__Yapılacak iş__:
Aşağıdaki listede "Whereabouts in this scan is the tall" geçen satırdan "[246,248,392,1000]" geçen satıra kadar, iki uç satır da dahil, hepsini kelimesi kelimesine yeniden yaz.

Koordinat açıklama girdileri
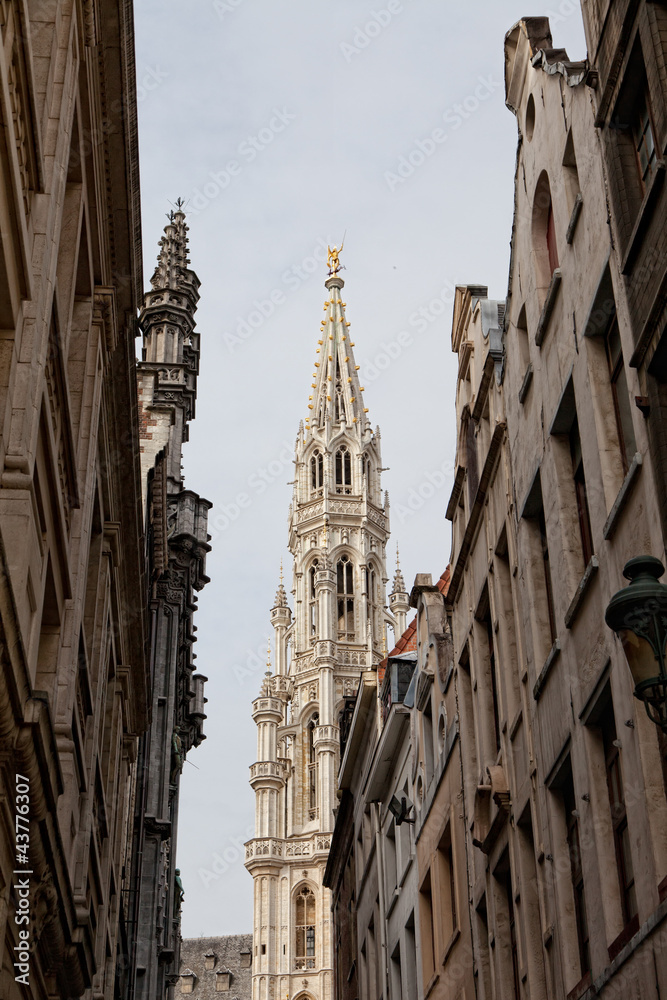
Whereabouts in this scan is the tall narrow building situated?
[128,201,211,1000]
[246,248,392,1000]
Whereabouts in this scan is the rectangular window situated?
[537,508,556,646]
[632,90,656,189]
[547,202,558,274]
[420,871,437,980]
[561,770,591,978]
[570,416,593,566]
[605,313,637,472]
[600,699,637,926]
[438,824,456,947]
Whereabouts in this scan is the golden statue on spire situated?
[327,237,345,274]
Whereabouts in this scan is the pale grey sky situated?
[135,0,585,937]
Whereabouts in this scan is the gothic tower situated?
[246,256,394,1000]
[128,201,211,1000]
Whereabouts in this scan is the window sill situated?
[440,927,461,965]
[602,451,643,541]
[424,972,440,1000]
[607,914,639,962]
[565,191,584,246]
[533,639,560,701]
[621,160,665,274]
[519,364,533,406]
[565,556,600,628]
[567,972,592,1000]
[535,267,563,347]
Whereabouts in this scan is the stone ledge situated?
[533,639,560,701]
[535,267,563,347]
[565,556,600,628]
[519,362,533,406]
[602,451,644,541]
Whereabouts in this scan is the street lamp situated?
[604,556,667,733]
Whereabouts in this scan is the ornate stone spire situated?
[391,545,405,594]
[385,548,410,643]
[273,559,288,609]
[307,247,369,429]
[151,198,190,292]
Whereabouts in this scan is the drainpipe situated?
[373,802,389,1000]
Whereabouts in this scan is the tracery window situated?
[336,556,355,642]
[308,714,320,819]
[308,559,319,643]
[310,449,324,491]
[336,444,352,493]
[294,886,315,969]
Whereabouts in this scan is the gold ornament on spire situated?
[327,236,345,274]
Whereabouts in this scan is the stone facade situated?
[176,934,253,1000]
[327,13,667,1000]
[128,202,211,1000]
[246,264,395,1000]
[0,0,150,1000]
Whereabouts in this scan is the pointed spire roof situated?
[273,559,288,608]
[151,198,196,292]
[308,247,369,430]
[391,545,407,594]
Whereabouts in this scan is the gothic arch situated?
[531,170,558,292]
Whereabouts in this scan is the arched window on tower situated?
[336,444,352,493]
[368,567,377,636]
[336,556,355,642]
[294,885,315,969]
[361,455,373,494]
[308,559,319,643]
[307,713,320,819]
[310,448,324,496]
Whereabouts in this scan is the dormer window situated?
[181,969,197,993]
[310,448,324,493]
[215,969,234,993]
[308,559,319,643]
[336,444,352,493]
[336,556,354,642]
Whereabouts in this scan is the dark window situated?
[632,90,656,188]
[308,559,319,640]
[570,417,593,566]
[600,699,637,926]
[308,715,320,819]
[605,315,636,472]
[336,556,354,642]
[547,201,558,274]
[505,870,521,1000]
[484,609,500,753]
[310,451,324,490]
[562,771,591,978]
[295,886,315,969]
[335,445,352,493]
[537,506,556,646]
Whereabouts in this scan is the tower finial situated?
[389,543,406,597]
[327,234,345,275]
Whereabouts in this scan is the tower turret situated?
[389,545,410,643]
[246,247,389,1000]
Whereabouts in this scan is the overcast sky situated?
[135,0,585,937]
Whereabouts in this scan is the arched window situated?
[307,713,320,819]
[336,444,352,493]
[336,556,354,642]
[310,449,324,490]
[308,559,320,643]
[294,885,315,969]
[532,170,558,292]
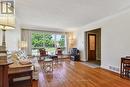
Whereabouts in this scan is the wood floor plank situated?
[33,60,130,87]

---

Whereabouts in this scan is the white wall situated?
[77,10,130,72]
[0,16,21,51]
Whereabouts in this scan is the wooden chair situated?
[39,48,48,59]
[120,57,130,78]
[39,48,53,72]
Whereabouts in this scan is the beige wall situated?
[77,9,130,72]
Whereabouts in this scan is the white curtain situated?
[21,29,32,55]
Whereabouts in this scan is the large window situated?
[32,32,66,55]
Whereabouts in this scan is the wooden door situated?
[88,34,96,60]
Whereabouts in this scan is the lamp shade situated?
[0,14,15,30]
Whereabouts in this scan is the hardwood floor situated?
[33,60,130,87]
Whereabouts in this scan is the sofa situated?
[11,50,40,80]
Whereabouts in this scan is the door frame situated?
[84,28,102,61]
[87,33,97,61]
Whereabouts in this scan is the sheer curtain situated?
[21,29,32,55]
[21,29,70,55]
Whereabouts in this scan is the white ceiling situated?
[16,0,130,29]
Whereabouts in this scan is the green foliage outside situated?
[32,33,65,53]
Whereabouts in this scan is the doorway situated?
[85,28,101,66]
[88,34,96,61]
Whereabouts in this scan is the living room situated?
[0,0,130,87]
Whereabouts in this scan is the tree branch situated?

__Görevin yanıtı__:
Whereabouts in this scan is the tall narrow building situated?
[128,201,211,1000]
[246,248,392,1000]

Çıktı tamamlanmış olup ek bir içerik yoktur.